_Exercise_
Turn the lines below into a numbered list with no blank lines, and leave the pictures out.

_Entries provided_

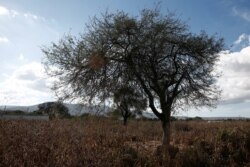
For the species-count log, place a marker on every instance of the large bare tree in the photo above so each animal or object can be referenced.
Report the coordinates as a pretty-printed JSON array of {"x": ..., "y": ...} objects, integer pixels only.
[{"x": 155, "y": 54}]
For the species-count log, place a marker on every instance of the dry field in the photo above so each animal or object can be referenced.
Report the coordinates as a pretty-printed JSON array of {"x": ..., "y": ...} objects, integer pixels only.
[{"x": 106, "y": 142}]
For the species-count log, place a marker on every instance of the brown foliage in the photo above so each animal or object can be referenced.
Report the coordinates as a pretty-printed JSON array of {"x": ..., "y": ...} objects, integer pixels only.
[{"x": 105, "y": 142}]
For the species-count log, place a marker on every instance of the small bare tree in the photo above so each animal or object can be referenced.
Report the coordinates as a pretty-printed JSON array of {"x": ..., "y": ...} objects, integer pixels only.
[{"x": 157, "y": 54}]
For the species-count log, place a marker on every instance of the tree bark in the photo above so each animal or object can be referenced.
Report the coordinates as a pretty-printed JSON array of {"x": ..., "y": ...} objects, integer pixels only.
[{"x": 125, "y": 120}]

_The output_
1. For the species-count log, place a marker on every instance of the large bare tree in the photo above so each animal or object can be referenced.
2. Report the coordinates as a pretty-printed JSON array of {"x": ..., "y": ...} objects, integer pixels only.
3. [{"x": 155, "y": 54}]
4. For the species-count log, place a marker on every instance of the dry field in the photo above so each animal or object can be referenced.
5. Report the coordinates as a pretty-printed JSON array of {"x": ..., "y": ...} objects, integer pixels only.
6. [{"x": 106, "y": 142}]
7. For the species-count log, place a marker on every instance of the brown foliage in the photo above so each animal or object can be referenced.
8. Report the coordinates as a pretty-printed JSON array of {"x": ..., "y": ...} objects, integer pixels only.
9. [{"x": 105, "y": 142}]
10. For the species-count log, place a marker on every instance of the small bare tree in the photo above so each animal or object can be referenced.
11. Report the coordinates as a pretty-printed JSON array of {"x": ..., "y": ...} objects, integer pixels only.
12. [{"x": 157, "y": 54}]
13. For the species-count log, place a marker on every instance of the tree bark in the photo above so each animal or object can be referenced.
14. Report the coordinates as a pretty-printed JSON array of {"x": ..., "y": ...} objects, integer pixels only.
15. [{"x": 125, "y": 120}]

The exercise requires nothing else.